Task:
Lay out the lines of the entries below as a numbered list, leaving out blank lines and any pictures.
-- start Data in this exercise --
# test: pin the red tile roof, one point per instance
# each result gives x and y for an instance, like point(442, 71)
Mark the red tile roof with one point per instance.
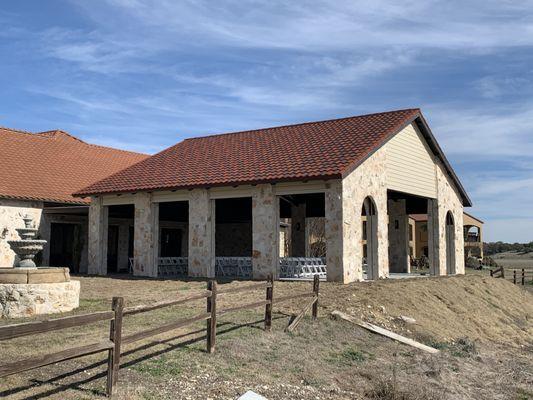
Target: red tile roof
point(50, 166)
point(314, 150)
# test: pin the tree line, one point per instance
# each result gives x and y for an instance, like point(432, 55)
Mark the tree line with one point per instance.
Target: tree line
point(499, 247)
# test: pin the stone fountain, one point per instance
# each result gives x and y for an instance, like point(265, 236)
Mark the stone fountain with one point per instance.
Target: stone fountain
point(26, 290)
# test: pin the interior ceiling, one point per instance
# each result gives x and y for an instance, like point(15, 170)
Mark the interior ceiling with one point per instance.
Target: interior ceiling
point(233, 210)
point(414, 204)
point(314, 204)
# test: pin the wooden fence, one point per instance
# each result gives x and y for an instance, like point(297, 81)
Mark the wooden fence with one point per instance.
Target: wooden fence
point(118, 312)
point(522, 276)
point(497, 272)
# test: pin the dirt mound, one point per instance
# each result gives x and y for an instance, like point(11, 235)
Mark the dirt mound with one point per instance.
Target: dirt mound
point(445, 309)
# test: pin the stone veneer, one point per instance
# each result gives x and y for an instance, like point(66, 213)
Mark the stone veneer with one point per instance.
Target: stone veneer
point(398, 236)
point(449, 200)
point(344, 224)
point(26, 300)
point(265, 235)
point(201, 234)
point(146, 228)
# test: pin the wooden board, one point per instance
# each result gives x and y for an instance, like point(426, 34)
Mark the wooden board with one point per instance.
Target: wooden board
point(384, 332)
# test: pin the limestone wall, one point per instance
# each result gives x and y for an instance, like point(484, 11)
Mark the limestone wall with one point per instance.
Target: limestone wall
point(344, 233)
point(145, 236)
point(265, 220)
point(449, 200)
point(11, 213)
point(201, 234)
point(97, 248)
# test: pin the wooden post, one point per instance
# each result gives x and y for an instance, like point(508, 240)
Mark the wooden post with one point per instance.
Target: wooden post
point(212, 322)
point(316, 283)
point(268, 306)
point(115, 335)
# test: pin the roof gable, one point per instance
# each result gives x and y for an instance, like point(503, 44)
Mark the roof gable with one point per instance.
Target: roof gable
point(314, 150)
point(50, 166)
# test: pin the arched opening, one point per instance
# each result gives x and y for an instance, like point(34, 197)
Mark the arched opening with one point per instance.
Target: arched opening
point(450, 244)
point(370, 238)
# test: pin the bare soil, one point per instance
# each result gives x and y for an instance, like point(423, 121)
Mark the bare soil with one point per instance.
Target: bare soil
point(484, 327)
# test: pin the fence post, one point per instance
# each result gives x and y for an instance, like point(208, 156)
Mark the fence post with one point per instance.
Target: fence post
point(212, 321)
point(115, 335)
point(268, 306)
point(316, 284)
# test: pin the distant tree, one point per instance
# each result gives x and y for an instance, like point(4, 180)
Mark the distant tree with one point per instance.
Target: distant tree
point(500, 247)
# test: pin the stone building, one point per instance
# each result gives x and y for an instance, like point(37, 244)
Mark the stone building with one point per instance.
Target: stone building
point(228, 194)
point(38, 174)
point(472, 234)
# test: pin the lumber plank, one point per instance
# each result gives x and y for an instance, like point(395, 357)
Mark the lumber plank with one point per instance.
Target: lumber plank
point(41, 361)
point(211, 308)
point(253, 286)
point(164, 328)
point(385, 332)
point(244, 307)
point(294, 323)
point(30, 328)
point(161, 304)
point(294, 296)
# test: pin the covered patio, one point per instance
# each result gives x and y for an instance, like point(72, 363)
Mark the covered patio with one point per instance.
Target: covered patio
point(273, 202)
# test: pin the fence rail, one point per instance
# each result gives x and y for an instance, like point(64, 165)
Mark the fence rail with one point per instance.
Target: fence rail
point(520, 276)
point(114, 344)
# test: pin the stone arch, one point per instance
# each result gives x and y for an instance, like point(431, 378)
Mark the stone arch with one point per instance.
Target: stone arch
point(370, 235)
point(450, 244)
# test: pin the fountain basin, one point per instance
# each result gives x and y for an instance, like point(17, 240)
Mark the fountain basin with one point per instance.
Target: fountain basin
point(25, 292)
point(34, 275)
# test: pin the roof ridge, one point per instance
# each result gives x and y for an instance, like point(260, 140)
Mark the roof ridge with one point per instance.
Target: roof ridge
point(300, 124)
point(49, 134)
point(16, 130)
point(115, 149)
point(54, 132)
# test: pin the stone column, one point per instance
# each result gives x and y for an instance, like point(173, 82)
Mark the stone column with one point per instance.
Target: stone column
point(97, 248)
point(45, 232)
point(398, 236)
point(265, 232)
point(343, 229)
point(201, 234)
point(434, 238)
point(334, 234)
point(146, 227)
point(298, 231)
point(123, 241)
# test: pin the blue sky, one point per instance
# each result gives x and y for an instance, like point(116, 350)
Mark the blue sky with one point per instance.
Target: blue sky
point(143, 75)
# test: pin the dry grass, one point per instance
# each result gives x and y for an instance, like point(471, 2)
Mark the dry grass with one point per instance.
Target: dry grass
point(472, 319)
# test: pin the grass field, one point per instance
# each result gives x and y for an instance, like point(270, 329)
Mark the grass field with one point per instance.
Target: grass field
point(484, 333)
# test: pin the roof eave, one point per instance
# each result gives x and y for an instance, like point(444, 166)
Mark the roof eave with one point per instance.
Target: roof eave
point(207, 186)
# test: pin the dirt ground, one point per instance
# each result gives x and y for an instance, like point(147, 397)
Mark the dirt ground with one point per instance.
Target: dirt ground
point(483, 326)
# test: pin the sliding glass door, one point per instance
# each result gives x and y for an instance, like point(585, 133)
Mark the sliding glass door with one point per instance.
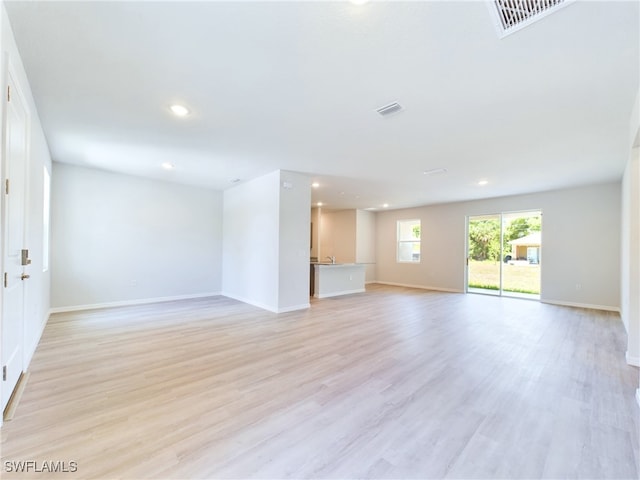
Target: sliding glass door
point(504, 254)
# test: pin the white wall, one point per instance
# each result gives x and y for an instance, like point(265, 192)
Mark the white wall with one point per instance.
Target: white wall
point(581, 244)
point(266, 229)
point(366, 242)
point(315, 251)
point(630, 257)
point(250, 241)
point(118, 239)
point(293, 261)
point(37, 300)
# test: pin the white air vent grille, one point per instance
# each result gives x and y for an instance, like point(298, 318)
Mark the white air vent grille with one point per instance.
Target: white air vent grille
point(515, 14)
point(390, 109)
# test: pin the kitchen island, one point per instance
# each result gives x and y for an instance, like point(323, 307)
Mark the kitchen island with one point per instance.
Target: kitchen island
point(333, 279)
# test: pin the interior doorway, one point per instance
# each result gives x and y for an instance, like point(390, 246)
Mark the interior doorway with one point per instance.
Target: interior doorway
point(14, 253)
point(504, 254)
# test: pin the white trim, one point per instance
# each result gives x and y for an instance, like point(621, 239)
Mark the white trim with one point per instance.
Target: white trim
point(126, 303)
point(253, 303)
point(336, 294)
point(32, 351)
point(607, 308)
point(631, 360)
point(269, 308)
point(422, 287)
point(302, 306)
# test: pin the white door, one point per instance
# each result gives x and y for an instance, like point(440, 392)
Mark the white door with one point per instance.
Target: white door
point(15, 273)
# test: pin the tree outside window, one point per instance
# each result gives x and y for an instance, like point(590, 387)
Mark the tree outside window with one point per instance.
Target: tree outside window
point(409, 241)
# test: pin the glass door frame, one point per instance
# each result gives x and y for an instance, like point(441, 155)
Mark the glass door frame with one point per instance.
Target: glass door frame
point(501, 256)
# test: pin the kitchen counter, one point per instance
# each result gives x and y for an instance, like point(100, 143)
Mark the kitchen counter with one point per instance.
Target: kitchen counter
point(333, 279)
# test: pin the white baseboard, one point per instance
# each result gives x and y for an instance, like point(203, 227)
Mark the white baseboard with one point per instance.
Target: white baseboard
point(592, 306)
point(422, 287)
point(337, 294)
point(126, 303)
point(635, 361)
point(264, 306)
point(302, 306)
-- end Data in this exercise --
Response:
1. # test: pin the red tile roof, one point per instance
2. # each result gives x and y for an instance, like point(442, 71)
3. Mark the red tile roof with one point per instance.
4. Target: red tile roof
5. point(50, 166)
6. point(314, 150)
7. # test: pin the tree line, one point per instance
8. # each result gives x and y for an instance, like point(432, 55)
9. Mark the tree line with one point per instance.
10. Target: tree line
11. point(499, 247)
12. # test: pin the stone fountain, one point per instance
13. # each result gives x and y for an instance, like point(265, 236)
14. Mark the stone fountain with one point per instance.
15. Target: stone fountain
16. point(26, 290)
17. # test: pin the interior ceiling, one point per instance
18. # each result gives x and y for an instance, like point(15, 170)
19. Mark the interior ceiling with one point per instance.
20. Target: interior ceiling
21. point(233, 210)
22. point(414, 204)
23. point(314, 204)
24. # test: pin the wooden fence, one point per instance
25. # each result gives x and y for an instance, like point(297, 81)
26. Mark the wooden fence with one point per instance.
27. Target: wooden fence
28. point(118, 312)
29. point(522, 276)
30. point(497, 272)
31. # test: pin the dirt mound, one point per instance
32. # each result gives x and y for an instance, like point(11, 235)
33. Mark the dirt mound with one point per instance.
34. Target: dirt mound
35. point(445, 309)
36. # test: pin the stone veneer, one point per instance
37. # each result gives x and y for an instance, like point(66, 213)
38. Mark the stone veneer with one point per instance.
39. Target: stone veneer
40. point(398, 236)
41. point(449, 200)
42. point(344, 224)
43. point(26, 300)
44. point(265, 235)
45. point(201, 234)
46. point(146, 228)
47. # test: pin the wooden board, one point per instance
48. # each result gives x and y for an instance, like point(426, 34)
49. Mark the wooden board with one point per instance.
50. Target: wooden board
51. point(384, 332)
52. # test: pin the limestone wall, one point per instance
53. # each result gives x and y for an instance, like point(484, 11)
54. Mark the limestone wall with one point per instance.
55. Target: limestone wall
56. point(344, 233)
57. point(145, 236)
58. point(265, 220)
59. point(449, 200)
60. point(11, 213)
61. point(201, 234)
62. point(97, 248)
63. # test: pin the wooden post, one point per instance
64. # each result gives x and y for an instance, like point(508, 240)
65. Mark the wooden post with one point per instance.
66. Target: wooden post
67. point(212, 322)
68. point(316, 283)
69. point(268, 306)
70. point(115, 335)
71. # test: pin the roof gable, one point per instance
72. # each result gives x and y for an instance, like point(503, 44)
73. Mark the roof gable with one point per instance.
74. Target: roof gable
75. point(314, 150)
76. point(50, 166)
77. # test: pin the arched opening, one point per instance
78. # each result gives x and y for an instance, like point(34, 197)
79. Mark the arched opening with one point per instance.
80. Target: arched opening
81. point(450, 244)
82. point(370, 238)
83. # test: pin the bare soil, one point per instance
84. # each result gives x and y for an instance, like point(423, 121)
85. Mark the bare soil with one point per instance.
86. Target: bare soil
87. point(484, 327)
88. # test: pin the fence post, one point per instance
89. # each result gives x and y for an instance, like point(208, 156)
90. Mark the fence post with one point per instance.
91. Target: fence post
92. point(212, 321)
93. point(115, 335)
94. point(268, 306)
95. point(316, 284)
96. # test: pin the distant tree, one point per instance
97. # each result gives x and y for an instance, like point(4, 180)
98. Mark the distant tree with one point per instance.
99. Target: distant tree
100. point(500, 247)
101. # test: pin the stone building, one point per instance
102. # each result gives x and y for an instance, like point(37, 244)
103. Mark the stone building with one point per instance.
104. Target: stone building
105. point(228, 194)
106. point(38, 174)
107. point(472, 234)
108. # test: pin the lumber plank, one point per instance
109. # each result gives x and y for an instance, like point(395, 357)
110. Mark the lumber plank with one point per instance.
111. Target: lumber plank
112. point(41, 361)
113. point(211, 308)
114. point(253, 286)
115. point(164, 328)
116. point(385, 332)
117. point(244, 307)
118. point(294, 323)
119. point(30, 328)
120. point(161, 304)
121. point(294, 296)
122. # test: pin the covered patio, one point per instance
123. # each result gives x and y for an instance, like point(72, 363)
124. Mark the covered patio with one point per instance.
125. Target: covered patio
126. point(273, 202)
127. # test: pin the fence rail, one point per instance
128. # each result gives x and y for an instance, like point(64, 165)
129. Mark the fence rail with one point per instance.
130. Target: fence rail
131. point(520, 276)
132. point(114, 344)
133. # test: pin the stone arch, one point per instance
134. # each result gives x and y for an instance, like point(431, 378)
135. Mark the stone arch with one point per instance.
136. Target: stone arch
137. point(370, 235)
138. point(450, 244)
139. # test: pin the fountain basin, one point per instance
140. # each result gives x and y for an instance, like point(17, 240)
141. Mark the fountain basin with one point per instance.
142. Target: fountain basin
143. point(25, 292)
144. point(34, 275)
145. # test: pin the roof ridge, one point per instance
146. # each result gives x and y for an instance, like point(260, 140)
147. Mark the roof ridge with one point per instance.
148. Target: roof ridge
149. point(300, 124)
150. point(49, 134)
151. point(16, 130)
152. point(115, 149)
153. point(54, 132)
154. # test: pin the stone column, one point per instance
155. # each result gives x and y for an instance, like point(173, 82)
156. Mark the stone column with one point per instance.
157. Target: stone column
158. point(97, 248)
159. point(45, 232)
160. point(398, 236)
161. point(265, 232)
162. point(343, 229)
163. point(201, 234)
164. point(434, 238)
165. point(334, 234)
166. point(146, 227)
167. point(298, 231)
168. point(123, 241)
169. # test: pin the blue sky, one point per instance
170. # each result gives x and y for an instance, like point(116, 350)
171. Mark the blue sky with one point per instance.
172. Target: blue sky
173. point(143, 75)
174. # test: pin the dry grass, one point per instance
175. # each result gives x and y for an instance, like point(471, 2)
176. Mark the dry grass with one point per instance.
177. Target: dry grass
178. point(472, 319)
179. # test: pin the grass field, one point per instance
180. # each result gives x and y for an instance, like point(270, 329)
181. Mark the grass field with one point per instance.
182. Target: grass field
183. point(484, 333)
184. # test: pin the roof eave, one point per instance
185. # each result gives x and y for an instance, like point(444, 166)
186. Mark the roof eave with one point per instance.
187. Target: roof eave
188. point(207, 186)
189. # test: pin the dirt ground, one point per instance
190. # each result gives x and y for an instance, like point(147, 397)
191. Mark the dirt ground with one point per instance.
192. Target: dirt ground
193. point(483, 326)
194. # test: pin the sliding glass door, one point per instance
195. # each result gives x and y for an instance, like point(585, 133)
196. Mark the sliding glass door with one point per instance.
197. Target: sliding glass door
198. point(504, 254)
199. # test: pin the white wall, one point per instance
200. # each result gives x and y for an instance, like point(265, 192)
201. Mark the white wall with one point per instance.
202. Target: white wall
203. point(581, 244)
204. point(266, 229)
205. point(366, 242)
206. point(315, 251)
207. point(630, 257)
208. point(250, 241)
209. point(118, 239)
210. point(293, 261)
211. point(37, 300)
212. # test: pin the white air vent grille, one point per instance
213. # each result gives x and y for an instance, like point(298, 318)
214. Mark the white air vent grille with one point per instance.
215. Target: white air vent grille
216. point(515, 14)
217. point(390, 109)
218. # test: pin the kitchen island, one point per instance
219. # each result gives x and y for an instance, like point(323, 307)
220. Mark the kitchen island with one point per instance.
221. Target: kitchen island
222. point(333, 279)
223. # test: pin the interior doorway, one point per instance
224. # each result gives x and y for an instance, like point(390, 246)
225. Mark the interior doorway with one point per instance.
226. Target: interior doorway
227. point(14, 253)
228. point(504, 254)
229. # test: pin the white trim, one point per instance
230. # each result gives x and y for an instance, like point(621, 239)
231. Mark the white trim with one point per instance.
232. Target: white trim
233. point(126, 303)
234. point(253, 303)
235. point(336, 294)
236. point(32, 351)
237. point(607, 308)
238. point(631, 360)
239. point(269, 308)
240. point(422, 287)
241. point(302, 306)
242. # test: pin the white door, one point per instance
243. # each result gives x and y for an instance, like point(440, 392)
244. Mark the white door with one point per instance.
245. Target: white door
246. point(15, 273)
247. # test: pin the tree outside window, one point per instance
248. # each result gives x and y for an instance, like point(590, 387)
249. Mark the tree outside window with one point per instance.
250. Target: tree outside window
251. point(409, 241)
252. # test: pin the glass door frame, one point per instance
253. # each result gives x and y for an instance, like point(441, 155)
254. Mark the glass door frame with one point per instance.
255. Target: glass door frame
256. point(501, 256)
257. # test: pin the kitchen counter, one point per instance
258. # each result gives x and y for an instance, like point(100, 143)
259. Mark the kitchen counter with one point per instance.
260. Target: kitchen counter
261. point(333, 279)
262. # test: pin the white baseboard, one point per instance
263. # each result gives x and y for an instance, like point(203, 227)
264. Mark the white baseboard with one point per instance.
265. Target: white baseboard
266. point(592, 306)
267. point(422, 287)
268. point(337, 294)
269. point(126, 303)
270. point(635, 361)
271. point(264, 306)
272. point(302, 306)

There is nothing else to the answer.